What to produce: Show every line of the material that follows in which the word "door" occurs.

Start of Information shown

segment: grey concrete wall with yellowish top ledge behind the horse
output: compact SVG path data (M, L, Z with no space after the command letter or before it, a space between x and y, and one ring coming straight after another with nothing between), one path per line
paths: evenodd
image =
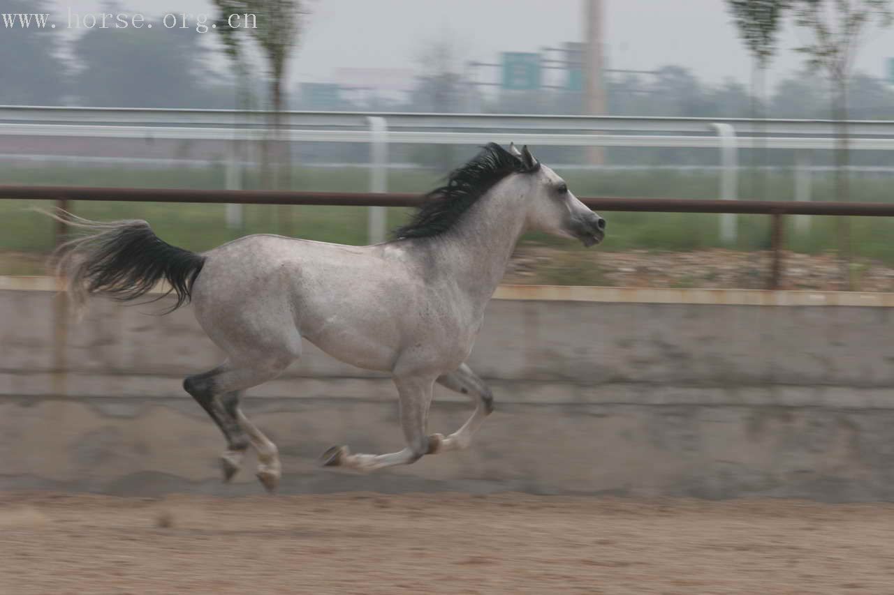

End of Information shown
Start of Information shown

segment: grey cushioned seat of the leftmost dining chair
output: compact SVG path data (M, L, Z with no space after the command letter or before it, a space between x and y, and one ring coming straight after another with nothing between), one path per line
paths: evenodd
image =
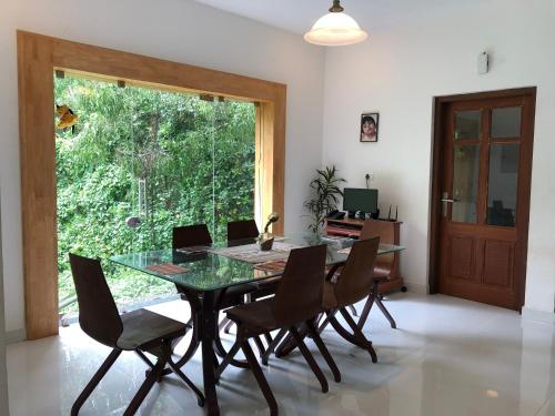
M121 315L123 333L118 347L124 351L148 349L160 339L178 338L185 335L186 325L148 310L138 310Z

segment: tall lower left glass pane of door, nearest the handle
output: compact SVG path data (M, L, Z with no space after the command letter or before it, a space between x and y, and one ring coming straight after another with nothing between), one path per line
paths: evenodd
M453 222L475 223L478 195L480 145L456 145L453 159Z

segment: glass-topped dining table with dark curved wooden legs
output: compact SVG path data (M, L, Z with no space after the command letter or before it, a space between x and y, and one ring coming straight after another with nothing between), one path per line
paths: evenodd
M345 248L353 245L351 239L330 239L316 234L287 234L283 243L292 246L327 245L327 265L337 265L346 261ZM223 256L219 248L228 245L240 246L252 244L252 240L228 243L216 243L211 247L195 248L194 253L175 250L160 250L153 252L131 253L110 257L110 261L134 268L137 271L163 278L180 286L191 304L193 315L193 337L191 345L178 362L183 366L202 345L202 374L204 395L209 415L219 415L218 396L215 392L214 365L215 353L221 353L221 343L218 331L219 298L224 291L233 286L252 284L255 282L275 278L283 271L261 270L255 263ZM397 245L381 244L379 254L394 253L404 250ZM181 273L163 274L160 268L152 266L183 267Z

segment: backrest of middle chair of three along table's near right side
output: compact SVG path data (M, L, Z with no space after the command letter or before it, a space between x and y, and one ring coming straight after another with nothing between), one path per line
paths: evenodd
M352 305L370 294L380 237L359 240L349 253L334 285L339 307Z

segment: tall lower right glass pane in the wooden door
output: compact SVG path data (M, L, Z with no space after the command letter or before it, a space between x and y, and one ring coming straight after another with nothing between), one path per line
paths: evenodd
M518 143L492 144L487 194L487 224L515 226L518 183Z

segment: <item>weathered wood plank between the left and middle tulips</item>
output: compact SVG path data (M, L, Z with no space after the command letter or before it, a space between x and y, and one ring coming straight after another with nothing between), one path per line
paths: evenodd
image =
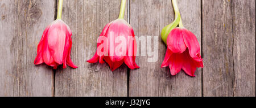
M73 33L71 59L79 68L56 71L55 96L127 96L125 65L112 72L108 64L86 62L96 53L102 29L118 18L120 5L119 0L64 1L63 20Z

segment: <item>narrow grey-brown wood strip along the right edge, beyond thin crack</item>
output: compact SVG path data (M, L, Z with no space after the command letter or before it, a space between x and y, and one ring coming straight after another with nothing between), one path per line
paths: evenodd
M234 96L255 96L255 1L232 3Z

End of Information shown
Start of Information shown

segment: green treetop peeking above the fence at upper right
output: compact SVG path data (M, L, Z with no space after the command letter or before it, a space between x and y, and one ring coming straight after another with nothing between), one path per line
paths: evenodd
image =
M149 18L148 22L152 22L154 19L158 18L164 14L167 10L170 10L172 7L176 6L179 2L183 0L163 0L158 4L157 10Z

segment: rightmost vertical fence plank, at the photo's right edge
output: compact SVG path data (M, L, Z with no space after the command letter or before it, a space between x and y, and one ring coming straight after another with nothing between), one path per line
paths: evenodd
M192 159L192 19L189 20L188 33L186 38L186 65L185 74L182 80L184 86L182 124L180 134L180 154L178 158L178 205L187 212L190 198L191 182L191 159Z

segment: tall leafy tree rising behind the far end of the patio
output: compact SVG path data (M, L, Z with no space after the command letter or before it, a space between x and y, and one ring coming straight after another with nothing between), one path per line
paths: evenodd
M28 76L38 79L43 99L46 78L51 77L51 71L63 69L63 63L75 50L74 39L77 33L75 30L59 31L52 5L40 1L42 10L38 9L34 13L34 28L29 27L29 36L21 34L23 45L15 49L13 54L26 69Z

End of Information shown

Solution for this task:
segment: tall lower left glass pane of door, nearest the handle
segment: tall lower right glass pane in the wooden door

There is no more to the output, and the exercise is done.